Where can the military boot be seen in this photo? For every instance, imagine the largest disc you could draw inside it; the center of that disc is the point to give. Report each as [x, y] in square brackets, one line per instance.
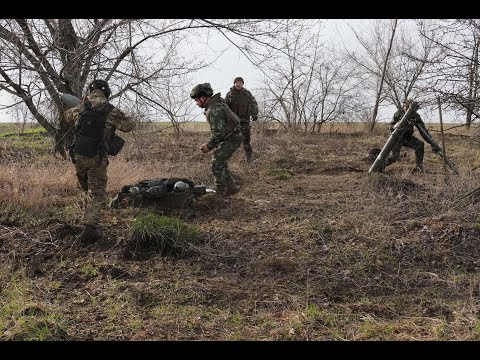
[90, 235]
[232, 187]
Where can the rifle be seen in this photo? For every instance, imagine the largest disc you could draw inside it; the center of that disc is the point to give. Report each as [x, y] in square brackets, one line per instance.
[396, 136]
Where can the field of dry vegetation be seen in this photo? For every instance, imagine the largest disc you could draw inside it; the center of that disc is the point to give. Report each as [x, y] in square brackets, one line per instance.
[312, 247]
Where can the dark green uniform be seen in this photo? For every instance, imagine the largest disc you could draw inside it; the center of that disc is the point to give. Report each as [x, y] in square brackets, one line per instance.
[92, 171]
[226, 138]
[407, 139]
[243, 103]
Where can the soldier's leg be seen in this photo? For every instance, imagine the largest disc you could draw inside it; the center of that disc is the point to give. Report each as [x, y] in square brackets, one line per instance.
[220, 159]
[394, 154]
[81, 172]
[97, 182]
[247, 147]
[419, 147]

*-*-*

• **Job**
Write out the whole listing above word for word, points included, but leave out the picture.

• **Exercise answer**
Where can the military boot be seen in this photo? For every instance, imagine the largest disc you could draw inside it; the center of that disc is the point to give. Report each as [x, y] in square brackets, one line per instance.
[90, 235]
[232, 187]
Where can the rifle be seen in this photo? For every instance, imagine the largest disc you could draw inside it; the center of that disc is the point to give. Report each as [x, y] in square brackets, one line per instance.
[396, 136]
Where can the field of dry vegetation be seen in this photo? For every instance, imagine the largest disc you could draw inside it; the center of that disc is the point to give. Report each as [x, y] in square brackets, one line per instance.
[312, 247]
Where can the dark green uniform be seen in this photo? For every instance, imagine the largest disc you could draw inside it; the center of that disc is the point to give. Report each as [x, y] in square brackets, one line per instance.
[92, 171]
[226, 138]
[407, 139]
[243, 103]
Where can the soldier's leg be seen in this photo? For every instance, imagine the largest disc you could draw inside it; the center of that disc is the point to give. Report each as [x, y] in square brackets, one line per instance.
[220, 159]
[394, 154]
[81, 172]
[97, 182]
[247, 147]
[419, 147]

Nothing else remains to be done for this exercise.